● **Task set**:
• 1. In the text on Boston's early aerial photograph, who gave the photograph its title?
• 2. Continue the text on Boston's early aerial photograph from the point where it stops.

● **Selected text**:
───
The title of the photograph, “Boston, as the Eagle and the Wild Goose See It” was given by the American physician, poet, and polymath Oliver Wendell Holmes Sr. (August 29, 1809 – October 7, 1894). Holmes was the professor of medicine at Harvard at that time. Black’s photographs caught the attention of Holmes, and he wrote in the “Atlantic Monthly” (founded in 1857, today “The Atlantic”) that:

“Boston, as the eagle and wild goose see it, is a very different object from the same place as the solid citizen looks up at its eaves and chimneys. The Old South [Church] and Trinity Church [left center and lower right] are two landmarks not to be mistaken. Washington Street [bottom] slants across the picture as a narrow cleft. Milk Street [left center] winds as if the old cowpath which gave it a name had been followed by the builders of its commercial palaces.”

Windows, chimneys, and skylights attract the eye in the central parts of the view, exquisitely defined, bewildering in numbers… As a first attempt [at aerial photography] it is, on the whole, a remarkable success, but its greatest interest is in showing what we may hope to see accomplished in the same direction.”

Shortly after the above photo was taken, aerial photography would be put to use by the Union Army in the American Civil War.

James Wallace Black, the man who took the oldest surviving aerial photo

James Wallace Black born on February 10, 1825 in Francestown, New Hampshire. While a teenager, he tried his luck as a painter in Boston. Then he turned to photography, beginning as a daguerreotype plate polisher.
───
● **Dataset records**:
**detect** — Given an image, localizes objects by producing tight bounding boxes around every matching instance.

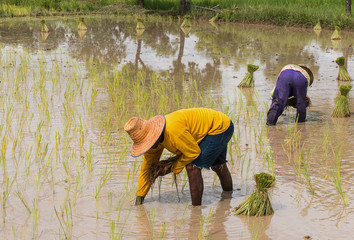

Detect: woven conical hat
[124,115,166,157]
[298,64,313,86]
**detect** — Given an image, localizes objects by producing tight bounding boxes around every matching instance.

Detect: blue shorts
[192,121,234,169]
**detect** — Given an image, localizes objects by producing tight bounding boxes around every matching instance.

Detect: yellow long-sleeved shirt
[136,108,230,196]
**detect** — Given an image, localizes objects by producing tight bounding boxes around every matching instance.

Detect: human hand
[135,196,145,205]
[158,164,172,177]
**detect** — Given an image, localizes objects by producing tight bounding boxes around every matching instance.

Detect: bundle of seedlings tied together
[234,172,275,217]
[332,85,352,117]
[336,57,352,81]
[147,155,180,184]
[237,64,259,87]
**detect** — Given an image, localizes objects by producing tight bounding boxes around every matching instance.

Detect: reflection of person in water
[188,192,234,239]
[267,64,313,125]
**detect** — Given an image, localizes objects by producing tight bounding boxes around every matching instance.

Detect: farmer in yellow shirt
[124,108,234,206]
───
● **Task results**:
• 1. Oliver Wendell Holmes Sr.

• 2.
Invented by the French artist and photographer Louis-Jacques-Mandé Daguerre (18 November 1787 – 10 July 1851), this process, also known as daguerreotypy, was the first publicly available photographic process. For nearly twenty years it was also the one most commonly used technique. By 1852, he was apprenticed to the famous American inventor and early photographer John Adams Whipple (September 10, 1822 – April 10, 1891). Whipple was the first in the United States to manufacture the chemicals used for daguerreotypes.

Whipple was also a pioneer of astronomical and night photography. He was a prize-winner for his extraordinary early photographs of the moon; and he was the first to produce images of stars other than the sun (the star Vega and the Mizar-Alcor stellar sextuple system, which was thought to be a double star until 2009).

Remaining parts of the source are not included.